Instructions for the task: What follows is a set of entries; retype all of them exactly.

[Records supplied — start]

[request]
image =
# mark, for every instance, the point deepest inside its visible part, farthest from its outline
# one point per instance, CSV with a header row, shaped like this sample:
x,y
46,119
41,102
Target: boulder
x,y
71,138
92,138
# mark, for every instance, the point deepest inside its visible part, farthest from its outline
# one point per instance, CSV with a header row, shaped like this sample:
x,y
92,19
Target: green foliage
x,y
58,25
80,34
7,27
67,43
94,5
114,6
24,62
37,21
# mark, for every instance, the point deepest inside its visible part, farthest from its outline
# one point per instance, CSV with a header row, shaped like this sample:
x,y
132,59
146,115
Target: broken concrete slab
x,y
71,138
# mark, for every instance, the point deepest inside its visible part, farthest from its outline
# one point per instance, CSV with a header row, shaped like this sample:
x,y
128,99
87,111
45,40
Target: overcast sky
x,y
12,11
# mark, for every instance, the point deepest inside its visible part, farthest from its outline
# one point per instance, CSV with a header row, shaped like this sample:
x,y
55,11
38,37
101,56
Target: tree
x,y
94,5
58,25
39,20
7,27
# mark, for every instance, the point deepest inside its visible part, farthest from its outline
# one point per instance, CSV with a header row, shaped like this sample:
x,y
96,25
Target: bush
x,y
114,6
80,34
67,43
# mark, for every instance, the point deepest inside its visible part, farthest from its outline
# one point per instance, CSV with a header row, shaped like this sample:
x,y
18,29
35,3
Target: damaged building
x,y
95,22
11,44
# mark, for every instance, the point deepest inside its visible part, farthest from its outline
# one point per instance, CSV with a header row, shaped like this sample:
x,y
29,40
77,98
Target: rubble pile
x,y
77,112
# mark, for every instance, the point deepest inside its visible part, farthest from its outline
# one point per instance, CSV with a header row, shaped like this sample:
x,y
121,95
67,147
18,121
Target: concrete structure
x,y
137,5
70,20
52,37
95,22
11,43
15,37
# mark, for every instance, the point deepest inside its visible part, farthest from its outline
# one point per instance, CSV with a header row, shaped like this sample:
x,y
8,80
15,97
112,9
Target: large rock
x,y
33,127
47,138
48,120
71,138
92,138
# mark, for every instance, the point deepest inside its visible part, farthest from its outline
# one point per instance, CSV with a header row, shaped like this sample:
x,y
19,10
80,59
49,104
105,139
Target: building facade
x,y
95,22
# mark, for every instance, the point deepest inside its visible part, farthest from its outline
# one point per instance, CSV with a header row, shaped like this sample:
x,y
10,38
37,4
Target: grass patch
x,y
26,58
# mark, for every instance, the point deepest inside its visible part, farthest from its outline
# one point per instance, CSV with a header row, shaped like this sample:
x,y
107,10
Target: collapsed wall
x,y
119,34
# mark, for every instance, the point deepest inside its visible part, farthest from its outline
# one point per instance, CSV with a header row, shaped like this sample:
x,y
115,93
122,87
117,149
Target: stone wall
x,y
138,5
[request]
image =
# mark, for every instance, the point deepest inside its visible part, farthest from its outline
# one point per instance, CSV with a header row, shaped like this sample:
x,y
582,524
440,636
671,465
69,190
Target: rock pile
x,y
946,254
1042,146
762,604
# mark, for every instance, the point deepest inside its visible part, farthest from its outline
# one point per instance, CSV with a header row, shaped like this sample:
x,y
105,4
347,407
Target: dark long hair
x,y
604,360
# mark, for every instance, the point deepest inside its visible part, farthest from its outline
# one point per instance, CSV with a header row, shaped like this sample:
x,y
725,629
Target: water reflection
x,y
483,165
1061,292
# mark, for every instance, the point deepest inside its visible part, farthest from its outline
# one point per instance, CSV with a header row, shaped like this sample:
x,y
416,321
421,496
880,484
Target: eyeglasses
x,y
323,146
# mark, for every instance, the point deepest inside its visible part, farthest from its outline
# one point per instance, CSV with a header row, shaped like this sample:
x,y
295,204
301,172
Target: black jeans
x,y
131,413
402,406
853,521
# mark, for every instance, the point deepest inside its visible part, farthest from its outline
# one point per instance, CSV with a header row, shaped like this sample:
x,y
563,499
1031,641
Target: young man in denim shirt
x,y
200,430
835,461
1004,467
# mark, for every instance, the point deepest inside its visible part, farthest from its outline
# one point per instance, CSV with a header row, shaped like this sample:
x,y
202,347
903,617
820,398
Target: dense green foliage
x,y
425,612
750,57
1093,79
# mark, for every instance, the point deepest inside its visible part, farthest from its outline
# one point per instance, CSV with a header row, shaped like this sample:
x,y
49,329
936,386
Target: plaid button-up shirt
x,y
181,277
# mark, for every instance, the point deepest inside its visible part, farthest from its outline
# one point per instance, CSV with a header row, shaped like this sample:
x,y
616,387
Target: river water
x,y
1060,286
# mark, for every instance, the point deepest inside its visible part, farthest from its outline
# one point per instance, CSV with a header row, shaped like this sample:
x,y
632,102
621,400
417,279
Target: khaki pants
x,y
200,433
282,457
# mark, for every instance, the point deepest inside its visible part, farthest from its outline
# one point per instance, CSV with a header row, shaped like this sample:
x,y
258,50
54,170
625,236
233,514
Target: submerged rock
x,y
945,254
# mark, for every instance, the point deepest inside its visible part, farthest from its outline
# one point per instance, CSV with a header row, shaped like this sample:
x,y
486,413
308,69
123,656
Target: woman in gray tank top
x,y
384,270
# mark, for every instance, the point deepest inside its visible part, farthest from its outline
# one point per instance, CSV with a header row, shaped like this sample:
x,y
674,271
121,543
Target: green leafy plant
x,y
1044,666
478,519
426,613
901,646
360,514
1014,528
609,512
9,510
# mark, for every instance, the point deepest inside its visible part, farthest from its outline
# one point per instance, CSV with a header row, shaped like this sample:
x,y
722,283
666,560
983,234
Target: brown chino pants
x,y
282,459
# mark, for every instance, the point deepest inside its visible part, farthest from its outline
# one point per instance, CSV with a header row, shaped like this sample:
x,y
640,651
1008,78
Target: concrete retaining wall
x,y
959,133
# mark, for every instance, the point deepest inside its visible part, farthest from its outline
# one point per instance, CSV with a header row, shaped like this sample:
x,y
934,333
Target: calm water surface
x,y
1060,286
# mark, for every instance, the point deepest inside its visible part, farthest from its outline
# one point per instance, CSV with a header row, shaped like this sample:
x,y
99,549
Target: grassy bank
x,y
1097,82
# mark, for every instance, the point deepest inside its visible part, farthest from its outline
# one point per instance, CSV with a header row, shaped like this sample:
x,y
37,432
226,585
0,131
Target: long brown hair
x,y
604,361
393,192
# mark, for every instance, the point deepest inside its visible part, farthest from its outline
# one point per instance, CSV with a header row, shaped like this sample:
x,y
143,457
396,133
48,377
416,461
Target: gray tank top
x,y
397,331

[Records supplied — finish]

Response:
[request]
image =
# mark, for every instance, the point deepest inside its visible part, farthest from its outline
# one point per instance, CSV with a header row, shaped like this sample:
x,y
46,119
41,102
Target: boulder
x,y
71,138
92,138
# mark, for every instance, the point deepest inside its visible part, farthest from its outline
# one point per instance, CSV with a header row, shaped like this sample:
x,y
92,19
Target: green foliage
x,y
58,25
80,34
7,27
67,43
94,5
114,6
24,62
37,21
# mark, for every instance, the point deepest inside its visible part, farthest from its outline
# one point per instance, CSV with a header row, shaped like this sample:
x,y
132,59
146,115
Target: broken concrete slab
x,y
71,138
# mark, for every instance, the point deepest inside its visible part, farthest from its outline
# one point per instance, CSV with a header row, shaped like this sample:
x,y
128,99
87,111
45,40
Target: overcast sky
x,y
12,11
# mark, for every instance, the point deepest inside its visible part, farthest from its outline
# one point per instance, CSV with a header row, shaped like this sample:
x,y
55,11
38,37
101,56
Target: tree
x,y
94,5
58,25
39,20
7,27
# mark, for every instance, the point deepest inside its visible part, farthest from its outline
# one point per instance, CSV with a header row, shaped like this sample:
x,y
96,25
Target: bush
x,y
114,6
80,34
67,43
# mark, for every instance, the point deepest inside its visible part, farthest from its outline
# one point per instance, CSV with a header row, shaped like this sample:
x,y
18,29
35,3
Target: damaged building
x,y
95,22
11,44
# mark, for every instance, the point deepest inside its visible part, farthest from its outline
# one point per instance, CSV with a header row, shaped like this sample:
x,y
29,40
77,98
Target: rubble pile
x,y
77,112
# mark, for every instance, the point deepest inside its visible part, farthest from its outline
# one point per instance, CSV with a header row, shaped like this sample:
x,y
121,95
67,147
18,121
Target: concrete structure
x,y
137,5
70,20
52,37
95,22
11,43
15,37
# mark, for every instance, the point deepest inside its visible part, farthest from its outline
# one point per instance, CSV with a header row, shaped like this sample:
x,y
8,80
15,97
112,9
Target: large rock
x,y
33,127
47,138
48,120
71,138
92,138
# mark, for every instance, the point deepest inside its visible part, farthest from its outline
# one point per instance, CSV with a header row, shaped like this sample:
x,y
19,10
80,59
49,104
105,139
Target: building facade
x,y
95,22
# mark, for every instance, the point deepest inside its visible part, farthest from its outline
# one point per instance, CSV with a header row, shaped like this sample:
x,y
10,38
37,4
Target: grass patch
x,y
26,58
# mark, for every instance, the point deepest inside its visible part, farthest from its outline
# one point per instance, CSV with a header row, shaped like this sample:
x,y
107,10
Target: collapsed wall
x,y
119,34
# mark, for every instance, the point deepest inside its visible part, farthest from its outline
# one point per instance, CSV with a header row, shaped like this sample:
x,y
115,93
122,87
117,149
Target: stone wall
x,y
138,5
[request]
image =
# mark, for every instance, the point deepest inside its visible part, farthest from its outline
# one point per instance, CSV with a header row, shaped like this sample:
x,y
582,524
440,636
671,465
69,190
Target: rock pile
x,y
946,254
1042,146
762,604
# mark, for every instance, the point deepest inside its visible part, farthest from its outline
# one point per instance, CSV with a header row, shaped like this sample:
x,y
105,4
347,407
Target: dark long hair
x,y
604,360
# mark, for every instance, the point deepest inside its visible part, farthest from its outline
# one point per instance, CSV with a header row, shaped like this sample:
x,y
725,629
Target: water reflection
x,y
483,165
1061,292
# mark, for every instance, the point deepest inside its visible part, farthest from its outline
# one point per instance, CSV with a header row, shaped like this sample:
x,y
416,321
421,496
880,484
Target: eyeglasses
x,y
323,146
# mark, for every instance, the point deepest inside its visible part, farthest from its outline
# one point per instance, CSV with a header row, shaped like this sample:
x,y
295,204
301,172
Target: black jeans
x,y
131,413
402,406
853,521
# mark, for every instance, the point deepest inside its visible part, farthest from its outline
# one point per instance, CSV with a header row, shaped like this sample:
x,y
563,499
1031,641
Target: young man in denim shirt
x,y
200,430
835,461
1004,467
# mark, for every instance, the point deepest inside its visible part, farthest from its outline
# one point per instance, CSV with a header row, shaped like this sample:
x,y
202,347
903,617
820,398
Target: dense green foliage
x,y
425,612
750,57
1093,79
# mark, for every instance, the point deepest inside its visible part, farthest from its outline
# one point per instance, CSV with a header row, shaped like this sample:
x,y
49,329
936,386
Target: plaid button-up shirt
x,y
181,277
# mark, for every instance, the point deepest inside its visible part, farthest from its outline
# one point per instance, CSV with a header row, shaped like this sample:
x,y
616,387
Target: river water
x,y
1060,286
# mark, for every instance, the point deepest inside its visible part, farthest from its outline
# one point per instance, CSV with a header row, shaped like this sample:
x,y
632,102
621,400
417,279
Target: khaki pants
x,y
200,433
282,457
# mark, for every instance, the point deepest inside its visible part, farthest from its outline
# one point per instance, CSV with a header row, shaped like this sample:
x,y
258,50
54,170
625,236
233,514
Target: submerged rock
x,y
945,254
# mark, for every instance, the point deepest inside its visible part, farthest from its outline
# one point per instance, CSV with a header row, shaped like this sample:
x,y
486,413
308,69
123,656
Target: woman in gray tank top
x,y
384,270
# mark, for every instance, the point deepest inside its visible part, farthest from its outline
# one point per instance, CSV with a header row, shaped like this sample:
x,y
674,271
121,543
Target: green leafy plant
x,y
1044,666
478,519
426,613
901,646
360,514
1014,528
609,512
9,510
# mark, for every instance, the point deepest inside its visible part, farthest from its outline
# one point per instance, CSV with a header row, shaped like this sample:
x,y
722,283
666,560
983,234
Target: brown chino pants
x,y
282,459
# mark, for every instance, the point deepest inside its visible part, farthest from its outline
# one point per instance, CSV with a header row, shaped like this sample:
x,y
640,651
1008,78
Target: concrete retaining wall
x,y
959,133
# mark, for every instance, the point deepest inside its visible part, farthest from its outline
# one point per instance, CSV with a header row, shaped like this sample:
x,y
934,333
Target: calm water surface
x,y
1060,286
# mark, for every instance, the point deepest inside its visible part, farthest from its outline
# one point per instance, CSV with a header row, shaped like this sample:
x,y
99,549
Target: grassy bank
x,y
1097,82
# mark, for every instance, the point deepest inside its visible part, farthest from its outline
# one point per instance, CSV with a header row, shaped like this sample:
x,y
37,432
226,585
0,131
Target: long brown hair
x,y
604,361
393,192
# mark, for every instance, the point deepest inside its visible part, farthest from its outline
# one point per instance, CSV with a header row, shaped like this sample:
x,y
143,457
396,133
48,377
416,461
Target: gray tank top
x,y
397,331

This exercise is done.